### Ejercicio propuesto A
Actualiza el pasaje sobre Felipe Calderón: reescribe el tramo desde "Calderón ha asegurado que, a" hasta "este ex presidente." y sustituye "correligionarios" por "compañeros de partido".
:: Pasaje citado
15/05/2015 - 12:02 am

Felipe Calderón, el devaluador imperdonable

Felipe Calderón está de vuelta. Aprovechando los reflectores de la actual campaña electoral, este ex presidente panista se ha dejado ver en varias ciudades de la república apoyando a diversos candidatos del PAN, quienes lo pasean y presumen con el orgullo propio del equipo que exhibe el trofeo de un campeonato. Calderón ha asegurado que, […]

Felipe Calderón está de vuelta. Aprovechando los reflectores de la actual campaña electoral, este ex presidente panista se ha dejado ver en varias ciudades de la república apoyando a diversos candidatos del PAN, quienes lo pasean y presumen con el orgullo propio del equipo que exhibe el trofeo de un campeonato.

Calderón ha asegurado que, a diferencia de los ex presidentes priistas, él sí puede dar la cara y hacer campaña por su partido. Sus correligionarios han tomado esta postura como un dogma y han empezado a circular en honor al político resucitado textos y memes en los que se le califica como “uno de los mejores presidentes”, se le atribuyen dos o tres logros –pagó la mitad de la deuda que dejó el PRI, por ejemplo- o se hace referencia a lo mucho que en el México actual se “extraña” a este ex presidente.
::::
### Ejercicio propuesto B
Selecciona de los registros siguientes cada línea en la que aparezca la palabra "tree" y cópiala.
:: Materiales proporcionados
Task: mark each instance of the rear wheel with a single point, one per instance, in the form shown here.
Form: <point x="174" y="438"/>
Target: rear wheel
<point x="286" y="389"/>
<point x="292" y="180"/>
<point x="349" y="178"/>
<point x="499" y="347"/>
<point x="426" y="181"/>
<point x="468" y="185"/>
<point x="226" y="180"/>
::::
:: Materiales proporcionados
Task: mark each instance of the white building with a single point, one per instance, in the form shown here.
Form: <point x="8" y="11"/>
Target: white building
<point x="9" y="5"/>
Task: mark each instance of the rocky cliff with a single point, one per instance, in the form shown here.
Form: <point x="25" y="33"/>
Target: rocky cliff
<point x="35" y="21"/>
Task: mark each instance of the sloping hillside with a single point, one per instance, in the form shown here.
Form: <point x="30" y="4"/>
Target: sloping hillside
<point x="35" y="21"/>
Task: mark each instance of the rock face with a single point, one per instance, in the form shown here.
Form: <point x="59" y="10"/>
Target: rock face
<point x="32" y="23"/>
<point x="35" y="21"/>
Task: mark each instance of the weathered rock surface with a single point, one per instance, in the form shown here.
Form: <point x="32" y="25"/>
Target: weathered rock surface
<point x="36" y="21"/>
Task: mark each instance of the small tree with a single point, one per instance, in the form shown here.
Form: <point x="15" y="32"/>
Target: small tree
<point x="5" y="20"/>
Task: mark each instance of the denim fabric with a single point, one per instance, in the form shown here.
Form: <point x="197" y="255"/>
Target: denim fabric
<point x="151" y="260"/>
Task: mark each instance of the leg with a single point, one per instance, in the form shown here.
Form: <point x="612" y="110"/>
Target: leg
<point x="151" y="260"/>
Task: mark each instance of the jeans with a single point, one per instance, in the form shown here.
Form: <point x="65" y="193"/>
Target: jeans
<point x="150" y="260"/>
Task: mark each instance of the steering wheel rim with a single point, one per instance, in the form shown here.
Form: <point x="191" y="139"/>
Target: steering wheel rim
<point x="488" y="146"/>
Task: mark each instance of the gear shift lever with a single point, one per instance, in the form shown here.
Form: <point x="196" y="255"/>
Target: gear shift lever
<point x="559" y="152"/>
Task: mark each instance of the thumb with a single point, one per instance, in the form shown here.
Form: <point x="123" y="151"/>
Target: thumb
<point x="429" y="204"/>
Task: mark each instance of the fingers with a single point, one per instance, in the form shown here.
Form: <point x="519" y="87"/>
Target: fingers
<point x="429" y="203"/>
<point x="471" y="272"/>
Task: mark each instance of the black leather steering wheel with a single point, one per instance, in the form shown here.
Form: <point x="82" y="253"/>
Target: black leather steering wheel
::::
:: Materiales proporcionados
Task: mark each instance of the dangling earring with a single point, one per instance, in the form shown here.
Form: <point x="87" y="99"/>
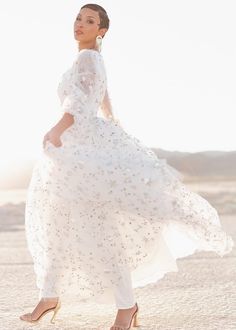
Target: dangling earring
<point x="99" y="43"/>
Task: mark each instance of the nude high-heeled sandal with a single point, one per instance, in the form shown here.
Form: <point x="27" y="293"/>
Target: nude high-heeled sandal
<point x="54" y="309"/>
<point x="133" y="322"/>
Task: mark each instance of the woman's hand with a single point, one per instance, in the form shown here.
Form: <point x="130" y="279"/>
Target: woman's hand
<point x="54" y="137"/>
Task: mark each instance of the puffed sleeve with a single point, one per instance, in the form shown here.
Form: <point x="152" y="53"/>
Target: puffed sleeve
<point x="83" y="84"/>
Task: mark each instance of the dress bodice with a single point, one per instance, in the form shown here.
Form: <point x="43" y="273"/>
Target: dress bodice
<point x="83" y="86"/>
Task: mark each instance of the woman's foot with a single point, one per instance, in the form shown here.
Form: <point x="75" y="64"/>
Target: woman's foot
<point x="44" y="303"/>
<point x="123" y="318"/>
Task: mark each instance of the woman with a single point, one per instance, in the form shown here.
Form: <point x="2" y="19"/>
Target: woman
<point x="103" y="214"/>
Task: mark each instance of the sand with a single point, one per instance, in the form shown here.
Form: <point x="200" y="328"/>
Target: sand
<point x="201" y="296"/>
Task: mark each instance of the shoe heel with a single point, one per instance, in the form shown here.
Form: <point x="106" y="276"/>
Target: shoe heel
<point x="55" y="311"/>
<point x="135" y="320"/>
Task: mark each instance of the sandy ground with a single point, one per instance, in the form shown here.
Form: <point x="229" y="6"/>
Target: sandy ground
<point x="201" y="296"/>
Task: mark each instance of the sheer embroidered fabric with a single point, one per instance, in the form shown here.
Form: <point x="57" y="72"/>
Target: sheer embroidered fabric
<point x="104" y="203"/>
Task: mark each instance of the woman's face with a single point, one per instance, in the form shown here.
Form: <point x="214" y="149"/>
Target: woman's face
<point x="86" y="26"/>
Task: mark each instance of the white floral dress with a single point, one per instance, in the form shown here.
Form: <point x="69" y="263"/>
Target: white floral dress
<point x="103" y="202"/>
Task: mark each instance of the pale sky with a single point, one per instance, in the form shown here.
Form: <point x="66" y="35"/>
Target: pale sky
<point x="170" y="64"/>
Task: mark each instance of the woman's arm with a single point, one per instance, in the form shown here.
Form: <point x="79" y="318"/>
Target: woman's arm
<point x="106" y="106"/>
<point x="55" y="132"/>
::::
### Respuesta del ejercicio A
Calderón ha asegurado que, a diferencia de los ex presidentes priistas, él sí puede dar la cara y hacer campaña por su partido. Sus compañeros de partido han tomado esta postura como un dogma y han empezado a circular en honor al político resucitado textos y memes en los que se le califica como “uno de los mejores presidentes”, se le atribuyen dos o tres logros –pagó la mitad de la deuda que dejó el PRI, por ejemplo- o se hace referencia a lo mucho que en el México actual se “extraña” a este ex presidente.

### Respuesta del ejercicio B
Task: mark each instance of the small tree with a single point, one per instance, in the form shown here.
Target: small tree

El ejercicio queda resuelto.